Bumps torch version to >=2.4.0 to minimize support surface for distributed applications #906

peterdsharpe · 2025-05-22T19:47:53Z

PhysicsNeMo Pull Request

Description

Addresses discussion here: #904 (comment)
@coreyjadams @ktangsali

Checklist

I am familiar with the Contributing Guidelines.
New or existing tests cover these changes.
The documentation is up to date with these changes.
The CHANGELOG.md is up to date with these changes.
An issue is linked to this pull request.

Dependencies

…sions (NVIDIA#905) from compatibility issues.

…buted applications.

### RECORDS SUPPLIED

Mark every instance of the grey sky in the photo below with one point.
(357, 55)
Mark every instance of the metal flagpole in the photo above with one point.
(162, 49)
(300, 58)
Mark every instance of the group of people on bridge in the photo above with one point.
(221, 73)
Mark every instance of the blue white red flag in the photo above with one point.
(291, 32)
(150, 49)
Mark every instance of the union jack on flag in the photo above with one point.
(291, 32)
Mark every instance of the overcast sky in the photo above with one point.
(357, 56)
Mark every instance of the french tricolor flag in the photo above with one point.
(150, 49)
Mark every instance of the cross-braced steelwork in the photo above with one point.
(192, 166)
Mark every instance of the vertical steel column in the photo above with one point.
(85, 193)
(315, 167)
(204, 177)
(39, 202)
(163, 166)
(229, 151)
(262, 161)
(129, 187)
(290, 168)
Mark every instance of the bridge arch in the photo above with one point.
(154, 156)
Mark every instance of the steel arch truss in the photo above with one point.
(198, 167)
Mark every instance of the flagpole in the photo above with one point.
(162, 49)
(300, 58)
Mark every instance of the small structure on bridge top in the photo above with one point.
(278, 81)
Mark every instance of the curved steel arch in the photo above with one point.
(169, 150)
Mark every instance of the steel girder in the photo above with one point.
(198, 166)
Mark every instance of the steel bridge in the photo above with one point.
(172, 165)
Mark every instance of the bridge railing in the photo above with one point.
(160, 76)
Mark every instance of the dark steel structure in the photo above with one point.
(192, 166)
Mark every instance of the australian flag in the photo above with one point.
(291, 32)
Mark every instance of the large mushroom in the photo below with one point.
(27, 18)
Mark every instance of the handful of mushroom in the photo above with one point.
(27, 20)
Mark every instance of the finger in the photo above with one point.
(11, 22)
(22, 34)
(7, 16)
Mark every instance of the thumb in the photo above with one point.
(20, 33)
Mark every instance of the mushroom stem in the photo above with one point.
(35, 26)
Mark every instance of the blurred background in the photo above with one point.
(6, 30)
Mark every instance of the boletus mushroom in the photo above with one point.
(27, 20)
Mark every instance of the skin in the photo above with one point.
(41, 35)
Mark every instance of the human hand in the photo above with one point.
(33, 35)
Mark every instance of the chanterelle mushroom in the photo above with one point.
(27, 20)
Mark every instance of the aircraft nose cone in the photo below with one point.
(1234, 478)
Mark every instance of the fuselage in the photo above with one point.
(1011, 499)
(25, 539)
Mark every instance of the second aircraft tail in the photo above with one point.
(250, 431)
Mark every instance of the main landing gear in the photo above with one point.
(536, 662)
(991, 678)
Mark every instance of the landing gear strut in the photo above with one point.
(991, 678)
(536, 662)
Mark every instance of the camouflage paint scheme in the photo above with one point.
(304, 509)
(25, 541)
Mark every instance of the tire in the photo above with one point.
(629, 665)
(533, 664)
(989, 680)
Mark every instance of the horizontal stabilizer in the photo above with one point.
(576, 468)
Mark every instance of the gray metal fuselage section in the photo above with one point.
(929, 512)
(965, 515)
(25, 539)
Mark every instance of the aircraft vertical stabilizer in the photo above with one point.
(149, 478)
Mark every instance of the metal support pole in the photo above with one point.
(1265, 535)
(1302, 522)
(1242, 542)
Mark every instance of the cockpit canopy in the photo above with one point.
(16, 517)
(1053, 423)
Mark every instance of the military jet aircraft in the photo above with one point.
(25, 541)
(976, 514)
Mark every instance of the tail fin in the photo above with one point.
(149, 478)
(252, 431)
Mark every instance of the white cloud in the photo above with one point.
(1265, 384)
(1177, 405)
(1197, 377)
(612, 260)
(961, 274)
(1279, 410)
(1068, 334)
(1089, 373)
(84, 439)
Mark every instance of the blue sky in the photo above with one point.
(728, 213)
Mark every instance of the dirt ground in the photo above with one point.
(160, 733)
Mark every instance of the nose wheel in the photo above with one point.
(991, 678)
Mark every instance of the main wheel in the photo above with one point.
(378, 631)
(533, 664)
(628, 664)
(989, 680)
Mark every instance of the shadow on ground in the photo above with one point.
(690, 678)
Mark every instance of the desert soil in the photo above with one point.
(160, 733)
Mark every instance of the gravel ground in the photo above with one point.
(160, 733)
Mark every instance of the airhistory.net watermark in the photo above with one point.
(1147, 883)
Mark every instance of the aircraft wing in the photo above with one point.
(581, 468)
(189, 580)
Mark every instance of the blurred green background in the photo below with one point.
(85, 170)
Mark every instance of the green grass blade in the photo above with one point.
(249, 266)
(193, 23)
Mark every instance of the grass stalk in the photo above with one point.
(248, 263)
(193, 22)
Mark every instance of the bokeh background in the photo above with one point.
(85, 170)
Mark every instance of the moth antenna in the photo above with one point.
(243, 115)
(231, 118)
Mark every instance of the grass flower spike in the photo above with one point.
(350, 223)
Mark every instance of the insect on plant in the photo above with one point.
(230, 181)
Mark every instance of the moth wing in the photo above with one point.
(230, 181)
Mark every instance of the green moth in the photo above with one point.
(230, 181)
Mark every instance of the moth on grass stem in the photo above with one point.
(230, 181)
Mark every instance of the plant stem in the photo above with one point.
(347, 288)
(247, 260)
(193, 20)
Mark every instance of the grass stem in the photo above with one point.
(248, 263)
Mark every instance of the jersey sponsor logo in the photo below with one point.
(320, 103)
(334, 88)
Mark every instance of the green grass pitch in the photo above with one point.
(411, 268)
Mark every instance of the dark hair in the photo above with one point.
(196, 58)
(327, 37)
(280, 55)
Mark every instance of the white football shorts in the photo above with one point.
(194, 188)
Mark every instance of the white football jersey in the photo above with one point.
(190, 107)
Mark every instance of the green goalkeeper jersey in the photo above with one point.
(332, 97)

### GIVEN REQUEST 1
Which rows contain the word "mushroom"? Pick out and copy each of them.
### GIVEN REQUEST 2
Can you carry the pull request about raising the minimum torch version further, starting after its last line?

### WRITTEN REPLY 1
Mark every instance of the large mushroom in the photo below with one point.
Mark every instance of the handful of mushroom in the photo above with one point.
Mark every instance of the mushroom stem in the photo above with one point.
Mark every instance of the boletus mushroom in the photo above with one point.
Mark every instance of the chanterelle mushroom in the photo above with one point.

### WRITTEN REPLY 2
coreyjadams · 2025-05-22T19:52:45Z

I do not want to make more work for ourselves; but it's worth a check in 2.4.0 that this works:

import torch.distributed as dist
mesh_type = dist.DeviceMesh

peterdsharpe · 2025-05-22T20:23:13Z

^ Definitely good to double-check. DeviceMesh looks available in 2.4.0 on my machine:

Python 3.10.16 (main, Mar 17 2025, 20:54:03) [MSC v.1943 64 bit (AMD64)]
Type 'copyright', 'credits' or 'license' for more information
IPython 8.36.0 -- An enhanced Interactive Python. Type '?' for help.

In [1]: import torch; torch.__version__
Out[1]: '2.4.0+cpu'

In [2]: import torch.distributed as dist
   ...: mesh_type = dist.DeviceMesh

In [3]:

coreyjadams

LGTM - thanks.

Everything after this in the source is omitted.